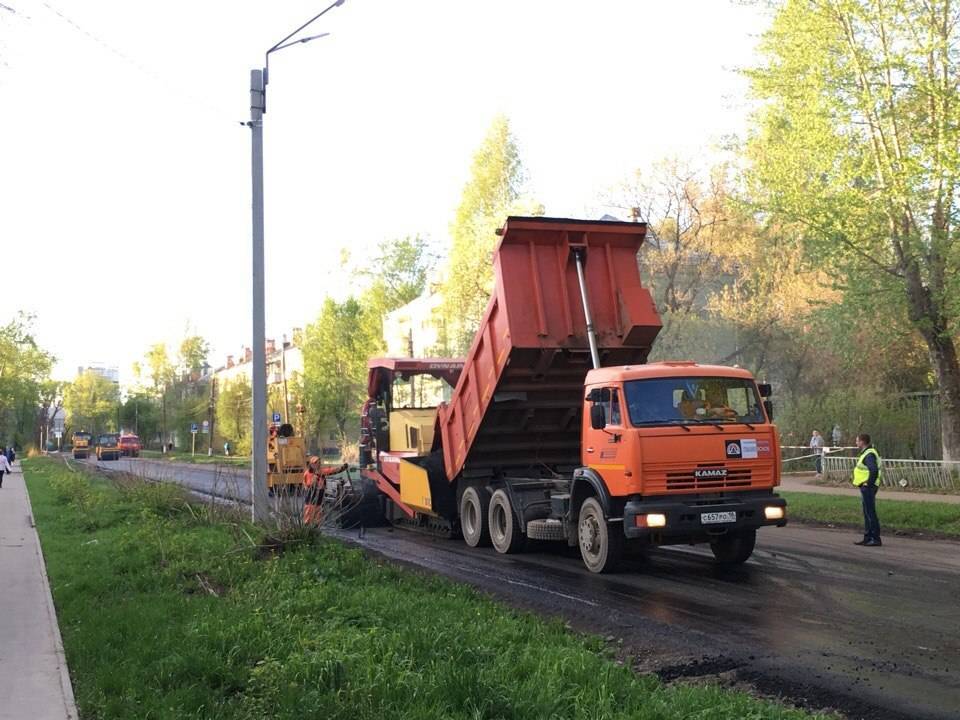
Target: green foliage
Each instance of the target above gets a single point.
(891, 420)
(335, 353)
(397, 274)
(193, 353)
(140, 413)
(234, 413)
(91, 402)
(494, 191)
(856, 148)
(24, 367)
(164, 615)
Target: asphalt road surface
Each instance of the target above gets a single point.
(873, 632)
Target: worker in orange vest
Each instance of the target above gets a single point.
(315, 482)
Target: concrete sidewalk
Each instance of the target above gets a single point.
(805, 483)
(34, 682)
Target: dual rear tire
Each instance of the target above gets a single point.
(601, 543)
(489, 520)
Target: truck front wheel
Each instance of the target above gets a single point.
(474, 508)
(734, 549)
(505, 533)
(601, 544)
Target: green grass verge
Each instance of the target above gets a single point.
(198, 459)
(166, 613)
(942, 518)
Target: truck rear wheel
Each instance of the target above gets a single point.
(474, 509)
(505, 531)
(734, 549)
(601, 544)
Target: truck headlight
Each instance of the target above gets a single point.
(773, 512)
(651, 520)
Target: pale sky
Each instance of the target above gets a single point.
(125, 174)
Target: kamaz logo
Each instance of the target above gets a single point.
(710, 473)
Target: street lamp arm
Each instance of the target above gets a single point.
(298, 42)
(283, 43)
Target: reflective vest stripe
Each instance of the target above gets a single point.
(861, 473)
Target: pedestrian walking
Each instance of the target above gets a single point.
(4, 467)
(816, 444)
(866, 475)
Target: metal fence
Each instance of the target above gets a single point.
(933, 474)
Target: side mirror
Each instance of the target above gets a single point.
(598, 418)
(598, 395)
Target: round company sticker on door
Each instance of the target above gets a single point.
(745, 449)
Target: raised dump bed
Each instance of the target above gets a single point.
(517, 406)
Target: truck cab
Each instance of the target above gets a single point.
(679, 453)
(108, 446)
(81, 445)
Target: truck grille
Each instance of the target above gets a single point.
(688, 480)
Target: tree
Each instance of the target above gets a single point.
(494, 191)
(24, 367)
(193, 354)
(397, 275)
(91, 402)
(234, 408)
(160, 373)
(335, 352)
(688, 256)
(51, 402)
(857, 148)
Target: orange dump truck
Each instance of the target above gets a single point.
(554, 427)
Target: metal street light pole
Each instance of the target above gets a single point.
(259, 495)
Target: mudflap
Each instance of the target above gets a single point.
(352, 500)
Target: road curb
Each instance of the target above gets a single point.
(66, 686)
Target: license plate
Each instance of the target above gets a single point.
(712, 518)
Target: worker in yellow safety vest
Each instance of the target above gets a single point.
(866, 475)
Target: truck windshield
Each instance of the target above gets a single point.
(681, 400)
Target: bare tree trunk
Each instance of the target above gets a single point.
(943, 358)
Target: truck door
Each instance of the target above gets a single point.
(603, 450)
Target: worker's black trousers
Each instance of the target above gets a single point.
(871, 523)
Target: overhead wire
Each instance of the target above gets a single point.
(216, 113)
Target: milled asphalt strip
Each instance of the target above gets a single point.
(34, 679)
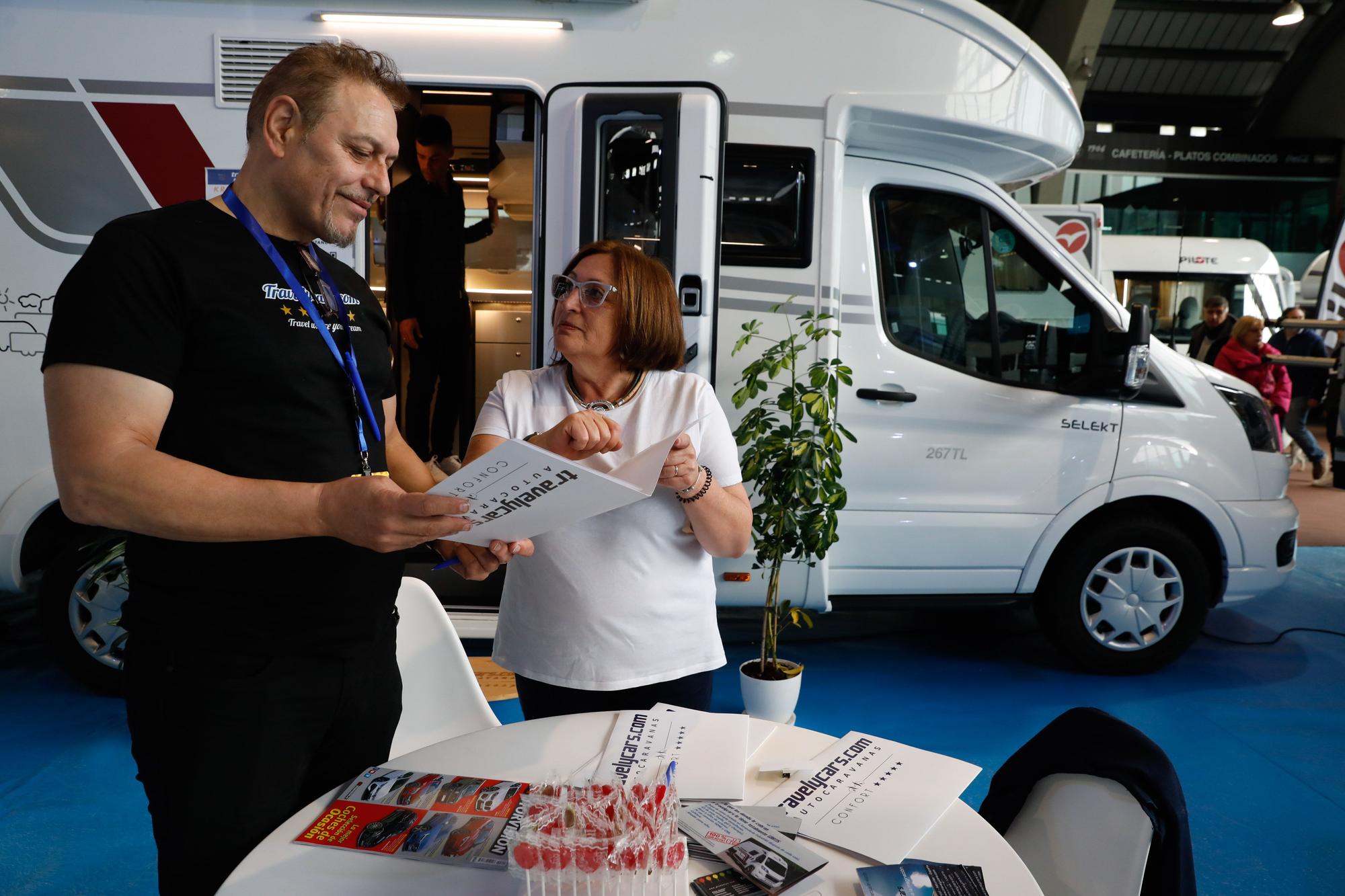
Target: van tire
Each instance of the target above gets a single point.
(1168, 564)
(80, 610)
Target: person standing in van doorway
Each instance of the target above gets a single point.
(220, 388)
(1309, 386)
(1208, 338)
(427, 292)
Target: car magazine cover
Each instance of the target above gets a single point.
(915, 877)
(424, 815)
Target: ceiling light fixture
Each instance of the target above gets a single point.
(1289, 14)
(446, 22)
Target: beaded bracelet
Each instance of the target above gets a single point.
(699, 495)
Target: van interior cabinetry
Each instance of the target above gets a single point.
(504, 342)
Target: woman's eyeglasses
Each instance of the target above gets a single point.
(592, 292)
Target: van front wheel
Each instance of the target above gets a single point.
(1126, 599)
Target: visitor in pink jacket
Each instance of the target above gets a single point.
(1246, 357)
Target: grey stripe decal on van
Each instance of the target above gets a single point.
(778, 287)
(150, 88)
(777, 111)
(22, 83)
(761, 306)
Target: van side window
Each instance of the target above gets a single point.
(767, 206)
(1008, 315)
(934, 276)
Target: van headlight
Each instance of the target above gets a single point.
(1254, 415)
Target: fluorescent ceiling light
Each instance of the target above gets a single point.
(446, 22)
(1289, 14)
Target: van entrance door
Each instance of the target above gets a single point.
(972, 356)
(640, 165)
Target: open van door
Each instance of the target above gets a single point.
(642, 165)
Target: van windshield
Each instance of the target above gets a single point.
(1175, 304)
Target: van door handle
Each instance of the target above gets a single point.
(879, 395)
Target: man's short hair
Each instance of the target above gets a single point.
(311, 75)
(435, 131)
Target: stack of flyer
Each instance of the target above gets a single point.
(872, 797)
(423, 815)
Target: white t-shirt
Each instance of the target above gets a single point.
(626, 598)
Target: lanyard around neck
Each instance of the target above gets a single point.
(364, 409)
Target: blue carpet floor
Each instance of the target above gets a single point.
(1256, 732)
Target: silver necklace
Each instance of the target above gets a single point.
(637, 382)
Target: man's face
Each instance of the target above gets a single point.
(341, 167)
(434, 162)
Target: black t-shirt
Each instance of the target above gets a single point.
(185, 296)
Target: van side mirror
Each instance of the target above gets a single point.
(1137, 357)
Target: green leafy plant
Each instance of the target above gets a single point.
(793, 460)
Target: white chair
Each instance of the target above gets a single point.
(1083, 836)
(440, 696)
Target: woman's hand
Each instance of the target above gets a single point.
(681, 469)
(582, 435)
(477, 563)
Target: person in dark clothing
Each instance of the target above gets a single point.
(1309, 386)
(1208, 338)
(220, 388)
(427, 292)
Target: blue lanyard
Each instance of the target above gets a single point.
(364, 411)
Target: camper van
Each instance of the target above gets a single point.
(1011, 446)
(1175, 275)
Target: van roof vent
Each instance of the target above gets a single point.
(243, 63)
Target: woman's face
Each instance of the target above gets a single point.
(587, 334)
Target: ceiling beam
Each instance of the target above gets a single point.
(1120, 52)
(1175, 110)
(1215, 7)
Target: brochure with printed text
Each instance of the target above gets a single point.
(423, 815)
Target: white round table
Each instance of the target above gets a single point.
(528, 751)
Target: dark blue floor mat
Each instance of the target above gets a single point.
(1256, 732)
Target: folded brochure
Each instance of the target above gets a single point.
(518, 490)
(709, 751)
(750, 846)
(918, 877)
(872, 797)
(423, 815)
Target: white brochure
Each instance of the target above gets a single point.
(709, 751)
(874, 797)
(518, 490)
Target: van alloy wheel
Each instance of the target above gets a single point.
(80, 608)
(1132, 599)
(1126, 595)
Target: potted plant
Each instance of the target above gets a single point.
(793, 460)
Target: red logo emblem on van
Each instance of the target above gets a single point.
(1073, 236)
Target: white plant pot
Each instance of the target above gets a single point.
(770, 700)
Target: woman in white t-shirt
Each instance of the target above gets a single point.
(618, 611)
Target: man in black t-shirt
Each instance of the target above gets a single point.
(193, 401)
(426, 291)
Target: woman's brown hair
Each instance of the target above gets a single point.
(1246, 325)
(649, 330)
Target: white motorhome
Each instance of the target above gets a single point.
(1175, 276)
(1001, 454)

* * *

Problem statement: For the listing above, print only the lines starting at the line containing "Target: truck cab" and ending at the line containing "Target: tree", exactly, both included.

Written response:
Target: truck cab
Each instance of the target above gets a single point.
(679, 453)
(108, 446)
(81, 445)
Target: truck grille
Each instance of the target above gets a single point.
(688, 480)
Target: tree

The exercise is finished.